Take the lines below between the one holding "positive clicks: (536, 256) (548, 251)" and the one holding "positive clicks: (606, 264)", inclusive, and copy them exactly. Add nothing.

___ Supplied records ___

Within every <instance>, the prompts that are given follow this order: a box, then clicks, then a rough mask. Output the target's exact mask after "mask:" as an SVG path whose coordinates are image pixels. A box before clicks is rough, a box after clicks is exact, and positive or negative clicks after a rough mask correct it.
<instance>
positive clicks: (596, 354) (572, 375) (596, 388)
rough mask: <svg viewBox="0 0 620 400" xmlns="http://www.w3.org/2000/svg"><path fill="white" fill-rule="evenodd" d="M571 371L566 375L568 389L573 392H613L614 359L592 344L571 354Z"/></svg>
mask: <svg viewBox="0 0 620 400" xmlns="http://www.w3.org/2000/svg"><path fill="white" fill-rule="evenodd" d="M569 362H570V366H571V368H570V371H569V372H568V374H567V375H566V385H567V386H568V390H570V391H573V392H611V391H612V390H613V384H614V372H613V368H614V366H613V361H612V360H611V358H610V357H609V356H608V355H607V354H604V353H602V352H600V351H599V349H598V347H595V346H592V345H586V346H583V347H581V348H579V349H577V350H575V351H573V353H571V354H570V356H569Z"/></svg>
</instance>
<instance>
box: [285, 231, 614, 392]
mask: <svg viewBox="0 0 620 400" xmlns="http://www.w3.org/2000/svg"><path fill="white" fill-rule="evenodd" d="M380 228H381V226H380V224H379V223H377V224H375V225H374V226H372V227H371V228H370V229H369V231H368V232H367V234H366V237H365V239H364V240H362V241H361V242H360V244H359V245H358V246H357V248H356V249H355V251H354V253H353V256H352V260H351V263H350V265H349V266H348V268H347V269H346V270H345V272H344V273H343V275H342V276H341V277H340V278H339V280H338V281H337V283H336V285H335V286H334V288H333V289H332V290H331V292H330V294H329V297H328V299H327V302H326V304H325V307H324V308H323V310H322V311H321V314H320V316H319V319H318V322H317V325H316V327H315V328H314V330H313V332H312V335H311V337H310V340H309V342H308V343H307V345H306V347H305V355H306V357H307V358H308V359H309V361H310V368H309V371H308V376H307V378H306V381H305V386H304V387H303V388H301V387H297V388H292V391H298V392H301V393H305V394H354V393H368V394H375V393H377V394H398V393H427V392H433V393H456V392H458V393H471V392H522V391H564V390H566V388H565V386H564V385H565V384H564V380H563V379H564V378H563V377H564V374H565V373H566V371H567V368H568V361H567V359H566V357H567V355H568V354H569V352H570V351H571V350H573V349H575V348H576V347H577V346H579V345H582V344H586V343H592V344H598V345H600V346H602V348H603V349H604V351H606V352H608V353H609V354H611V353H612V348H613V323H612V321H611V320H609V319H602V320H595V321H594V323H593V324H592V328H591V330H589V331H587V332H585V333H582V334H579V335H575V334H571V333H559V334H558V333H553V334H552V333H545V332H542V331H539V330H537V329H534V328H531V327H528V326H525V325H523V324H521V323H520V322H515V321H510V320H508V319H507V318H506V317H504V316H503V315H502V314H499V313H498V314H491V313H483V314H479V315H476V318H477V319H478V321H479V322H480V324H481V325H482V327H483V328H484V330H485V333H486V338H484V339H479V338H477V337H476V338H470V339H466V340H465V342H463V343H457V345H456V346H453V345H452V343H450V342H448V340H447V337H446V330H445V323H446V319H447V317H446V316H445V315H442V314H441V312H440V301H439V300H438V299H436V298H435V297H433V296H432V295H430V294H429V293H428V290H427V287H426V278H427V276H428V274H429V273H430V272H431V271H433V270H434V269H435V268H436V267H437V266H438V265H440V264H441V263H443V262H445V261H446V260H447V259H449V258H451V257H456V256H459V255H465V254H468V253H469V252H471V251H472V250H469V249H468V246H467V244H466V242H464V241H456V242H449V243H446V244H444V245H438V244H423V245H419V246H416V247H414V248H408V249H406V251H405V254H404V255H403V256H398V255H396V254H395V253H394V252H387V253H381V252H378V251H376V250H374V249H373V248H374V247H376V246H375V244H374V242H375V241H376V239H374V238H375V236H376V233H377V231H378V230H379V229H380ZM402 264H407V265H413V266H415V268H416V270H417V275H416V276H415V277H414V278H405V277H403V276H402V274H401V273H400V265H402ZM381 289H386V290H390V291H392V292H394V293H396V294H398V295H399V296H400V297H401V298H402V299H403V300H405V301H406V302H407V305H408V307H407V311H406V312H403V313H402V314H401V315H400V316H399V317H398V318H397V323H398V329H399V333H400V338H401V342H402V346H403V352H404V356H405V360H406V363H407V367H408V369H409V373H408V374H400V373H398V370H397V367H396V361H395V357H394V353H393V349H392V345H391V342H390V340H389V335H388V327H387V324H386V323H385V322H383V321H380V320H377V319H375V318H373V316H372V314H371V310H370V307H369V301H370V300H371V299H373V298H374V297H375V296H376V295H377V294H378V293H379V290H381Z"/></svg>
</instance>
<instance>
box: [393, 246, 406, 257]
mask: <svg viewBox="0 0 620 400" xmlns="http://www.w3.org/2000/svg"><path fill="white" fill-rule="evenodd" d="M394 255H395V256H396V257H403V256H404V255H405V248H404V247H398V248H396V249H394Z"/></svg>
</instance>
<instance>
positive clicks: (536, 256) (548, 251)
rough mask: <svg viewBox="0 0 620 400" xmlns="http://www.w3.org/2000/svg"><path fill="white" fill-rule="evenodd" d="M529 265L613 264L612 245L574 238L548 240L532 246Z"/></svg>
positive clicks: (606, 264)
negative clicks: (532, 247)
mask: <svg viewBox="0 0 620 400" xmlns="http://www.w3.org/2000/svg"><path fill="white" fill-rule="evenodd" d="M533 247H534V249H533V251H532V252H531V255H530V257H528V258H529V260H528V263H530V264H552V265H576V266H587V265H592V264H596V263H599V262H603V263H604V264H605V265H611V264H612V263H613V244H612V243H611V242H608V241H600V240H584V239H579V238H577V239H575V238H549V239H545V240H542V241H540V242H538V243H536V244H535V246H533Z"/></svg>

___

**Output below**
positive clicks: (536, 256) (548, 251)
rough mask: <svg viewBox="0 0 620 400" xmlns="http://www.w3.org/2000/svg"><path fill="white" fill-rule="evenodd" d="M529 265L613 264L612 245L574 238L548 240L532 246Z"/></svg>
positive clicks: (606, 264)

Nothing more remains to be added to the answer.